--- DATA FOR THE TASK ---

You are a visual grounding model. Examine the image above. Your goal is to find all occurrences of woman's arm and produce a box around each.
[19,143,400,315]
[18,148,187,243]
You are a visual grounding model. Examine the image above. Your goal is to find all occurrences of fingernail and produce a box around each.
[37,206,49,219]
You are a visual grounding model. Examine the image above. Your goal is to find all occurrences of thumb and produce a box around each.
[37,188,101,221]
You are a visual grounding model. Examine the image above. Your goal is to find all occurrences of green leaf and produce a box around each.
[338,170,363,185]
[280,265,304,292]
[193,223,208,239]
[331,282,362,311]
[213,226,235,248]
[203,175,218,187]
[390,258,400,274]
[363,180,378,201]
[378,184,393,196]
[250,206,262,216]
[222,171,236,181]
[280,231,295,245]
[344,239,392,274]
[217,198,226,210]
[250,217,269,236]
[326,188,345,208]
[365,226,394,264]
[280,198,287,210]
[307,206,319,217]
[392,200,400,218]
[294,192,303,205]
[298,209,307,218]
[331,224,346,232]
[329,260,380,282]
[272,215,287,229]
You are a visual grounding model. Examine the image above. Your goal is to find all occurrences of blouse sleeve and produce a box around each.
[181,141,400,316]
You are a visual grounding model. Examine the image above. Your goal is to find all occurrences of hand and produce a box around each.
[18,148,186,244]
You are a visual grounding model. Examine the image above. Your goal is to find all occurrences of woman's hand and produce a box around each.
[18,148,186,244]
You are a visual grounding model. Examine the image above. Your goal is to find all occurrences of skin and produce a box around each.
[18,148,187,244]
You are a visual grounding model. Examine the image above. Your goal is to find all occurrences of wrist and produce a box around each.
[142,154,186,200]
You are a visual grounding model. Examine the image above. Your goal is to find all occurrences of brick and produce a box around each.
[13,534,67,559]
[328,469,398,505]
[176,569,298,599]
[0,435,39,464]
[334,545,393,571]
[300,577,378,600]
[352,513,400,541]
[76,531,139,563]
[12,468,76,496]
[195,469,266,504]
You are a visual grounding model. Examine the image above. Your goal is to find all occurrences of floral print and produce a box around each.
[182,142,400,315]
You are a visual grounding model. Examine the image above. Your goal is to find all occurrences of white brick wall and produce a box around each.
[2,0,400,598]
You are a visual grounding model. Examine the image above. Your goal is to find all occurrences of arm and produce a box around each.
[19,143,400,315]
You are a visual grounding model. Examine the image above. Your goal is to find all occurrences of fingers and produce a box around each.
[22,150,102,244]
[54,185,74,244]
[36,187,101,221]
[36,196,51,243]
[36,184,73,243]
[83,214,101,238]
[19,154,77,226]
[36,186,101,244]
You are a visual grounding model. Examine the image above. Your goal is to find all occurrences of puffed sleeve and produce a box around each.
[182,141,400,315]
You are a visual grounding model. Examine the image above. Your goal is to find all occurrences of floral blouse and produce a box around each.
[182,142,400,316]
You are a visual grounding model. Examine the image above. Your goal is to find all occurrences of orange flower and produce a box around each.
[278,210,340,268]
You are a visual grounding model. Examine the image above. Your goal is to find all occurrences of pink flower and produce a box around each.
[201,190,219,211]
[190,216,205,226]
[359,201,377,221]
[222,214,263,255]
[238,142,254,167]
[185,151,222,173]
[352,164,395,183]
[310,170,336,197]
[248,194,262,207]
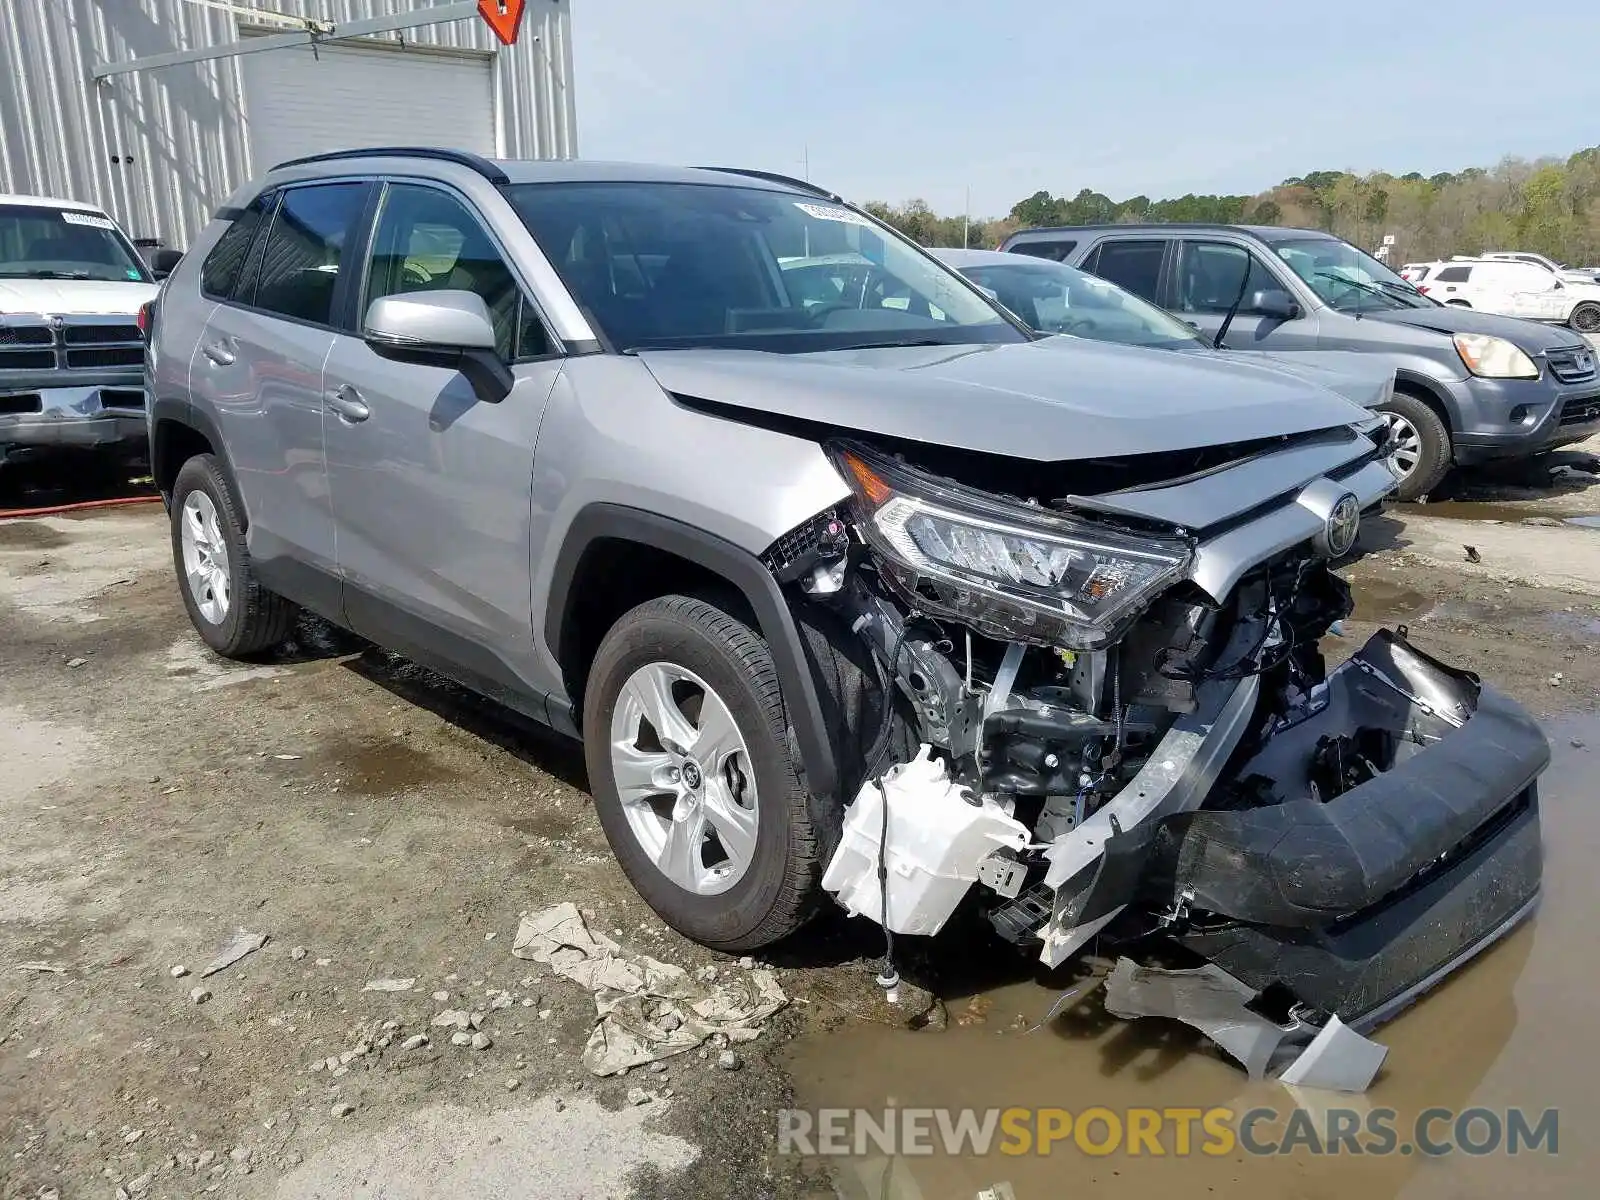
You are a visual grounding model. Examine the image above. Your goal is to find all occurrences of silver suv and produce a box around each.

---

**REQUIREMENT**:
Restate the material word for word, minus pictures.

**COMPLETED EXERCISE**:
You are a visual grounding model. Examine the image above. Your goal is to find all occurrences of woman's arm and produce a box around each.
[19,143,400,315]
[18,148,187,243]
You are a visual grounding model. Examine the image above. Your goal is to find all occurrences of fingernail and produce a box around each.
[37,206,49,219]
You are a visual grounding model. Examine the image above. Your goal is to find all occurrences of thumb and produce a box around each.
[37,188,101,221]
You are a visual grounding model. Examine the image above. Your goal is to find all occurrences of green leaf and produce a box around each.
[338,170,363,185]
[280,265,304,292]
[193,223,208,239]
[331,282,362,311]
[213,226,235,248]
[203,175,218,187]
[390,258,400,274]
[363,180,378,201]
[378,184,393,196]
[250,206,262,216]
[222,171,236,181]
[280,231,295,245]
[344,239,392,274]
[217,198,226,210]
[250,217,269,236]
[326,188,345,208]
[365,226,394,264]
[280,198,287,210]
[307,206,319,217]
[392,200,400,218]
[294,192,303,205]
[298,209,307,218]
[331,224,346,232]
[329,260,380,282]
[272,215,287,229]
You are a visual grounding model. Examine the image above. Your goal is to find all occurrences of blouse sleeve and produce a box around each.
[181,141,400,316]
You are a visual grounding model. Examine the image above. Your goal is to find all occurrences of hand and produce a box around each.
[18,148,186,244]
You are a visual grounding model. Examine the image above. Your goal is to find all occurrences of woman's hand and produce a box around each.
[18,148,186,244]
You are a visual grounding model. Examine the image above. Your goal is to find all occurrences of skin and produce a box around each.
[18,148,187,244]
You are a visual grounding model. Examine the image above. Your goal is to find all occurrences of wrist and produce a box around each.
[142,154,186,200]
You are a visual grounding model. Examine the image above. Your goal is to find all occurrences of brick and produce a box around each.
[13,534,67,559]
[328,469,398,505]
[176,569,298,599]
[0,435,39,464]
[334,545,393,571]
[300,577,378,600]
[352,513,400,541]
[76,531,139,563]
[12,468,76,496]
[195,469,266,504]
You are a visual grounding model. Examine the image above. Your goal is to find all occurrences of floral print and produce a box around each.
[182,142,400,315]
You are a visual grounding model. Examine the image above. Your goal is to find all occurrences of white brick wall and produce a box around each.
[2,0,400,598]
You are a visual grounding model. Examine the image above. Your goal is to find all occurrences of arm and produce a box around each.
[19,143,400,315]
You are a visual grounding model. Examine the image above. Your goal is to find all occurrences of fingers and produce a box around each.
[22,150,102,244]
[54,185,74,244]
[36,187,101,221]
[36,196,51,243]
[36,184,73,243]
[83,214,101,238]
[19,154,77,226]
[36,186,101,244]
You are a visual grounding model. Examine the image above. Your goal is to find all occurrences of puffed sleeve and produce a box around each.
[182,141,400,315]
You are a visual grounding model. Examine the image above. Your goal is to find all occurrences of floral blouse and produce a box around each.
[182,142,400,316]
You are a visual grounding model. Examine the image above. Your goal is to find all occurrences of orange flower and produce a box around each.
[278,210,340,268]
You are a visual grounding model. Examine the image above. Your goal is to find all occurrences of pink flower and produce a box around each.
[201,190,219,211]
[190,216,205,226]
[359,201,377,221]
[222,214,263,255]
[238,142,254,167]
[185,151,222,173]
[352,164,395,183]
[310,170,336,197]
[248,194,262,207]
You are a visual grounding model. Examine the image above. Your goal is to find all occurrences of silver suv and produce a box around each.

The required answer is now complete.